PROBLEM REQUIREMENTS:
Decide whether each statement agrees with the issue page below, answering yes or no with the deciding words of the page quoted: 1. The issue is still open. 2. The repository is released under the Apache License 2.0. 3. The reproduction code calls seed_everything with workers enabled.

Lightning-AI / pytorch-lightning

Pretrain, finetune ANY AI model of ANY size on multiple GPUs, TPUs with zero code changes.
https://lightning.ai
Apache License 2.0
28.4k stars 3.39k forks source link

The process freezed in loading model weights from checkpoint when multiprocessing #15910

Closed crazyn2 closed 1 year ago

crazyn2 commented 1 year ago

Bug description

The process freezed in loading model weights from checkpoint when multiprocessing

How to reproduce the bug

.py
# from ..optim import MemAETrainer
import pytorch_lightning as pl
import os
import sys
from pytorch_lightning import seed_everything
import argparse

sys.path.append(os.getcwd())
sys.path.append(os.path.dirname(__file__))
from models import CIFAR10LeNetSvdd
from models import CIFAR10LeNetAutoencoder
import time
from datasets import cifar10_dataset
from datasets import CIFAR10DataModel
from datetime import datetime

def cifar10_lenet(normal_class,
                  pre_epochs,
                  epochs,
                  seed,
                  log_path,
                  enable_progress_bar=False):
    seed_everything(seed, workers=True)
    log_path = log_path + datetime.now().strftime(
        '%Y-%m-%d-%H%M%S')

MATERIAL SUPPLIED:
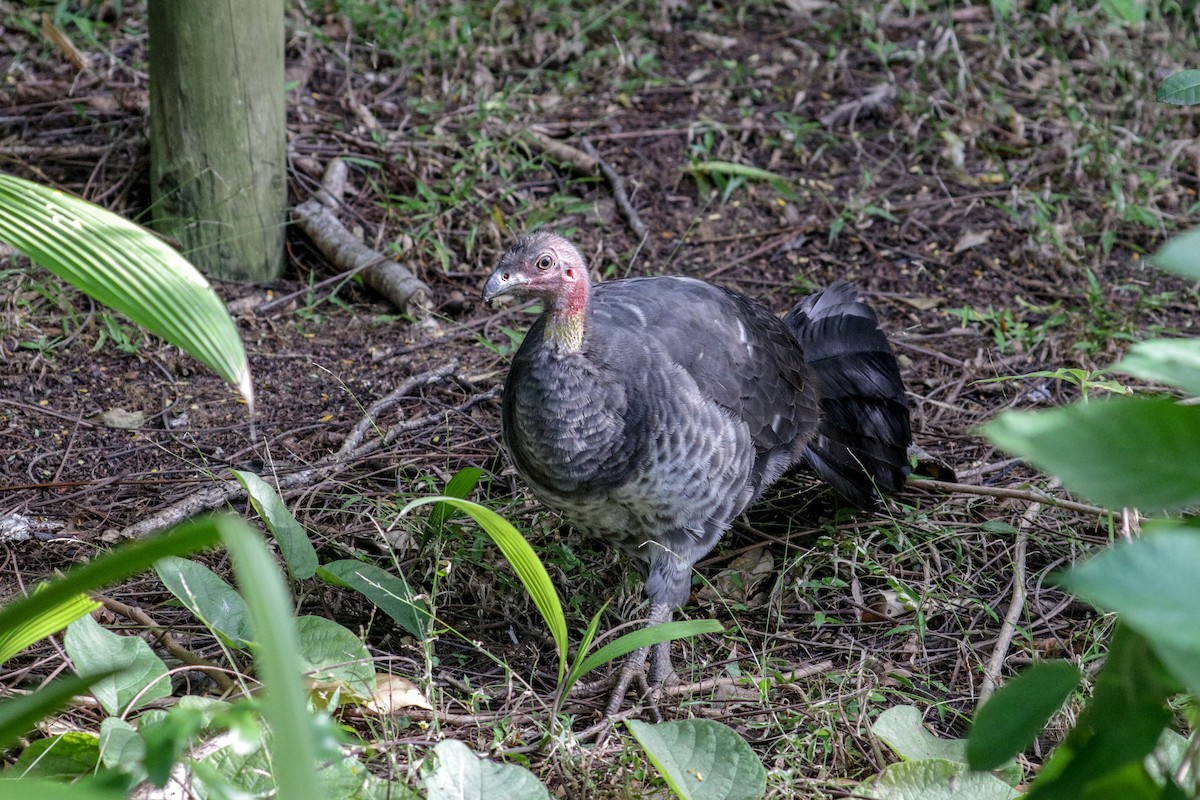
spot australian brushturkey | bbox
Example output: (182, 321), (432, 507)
(484, 231), (911, 715)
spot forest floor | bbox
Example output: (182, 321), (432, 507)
(0, 0), (1200, 798)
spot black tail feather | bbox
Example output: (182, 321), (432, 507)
(785, 281), (912, 509)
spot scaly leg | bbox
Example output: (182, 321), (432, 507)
(605, 603), (672, 716)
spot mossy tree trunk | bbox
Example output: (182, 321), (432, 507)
(149, 0), (287, 281)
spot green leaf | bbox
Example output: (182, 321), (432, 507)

SOLUTION BELOW:
1. No: "Closed crazyn2 closed 1 year ago"
2. Yes: "Apache License 2.0"
3. Yes: "seed_everything(seed, workers=True)"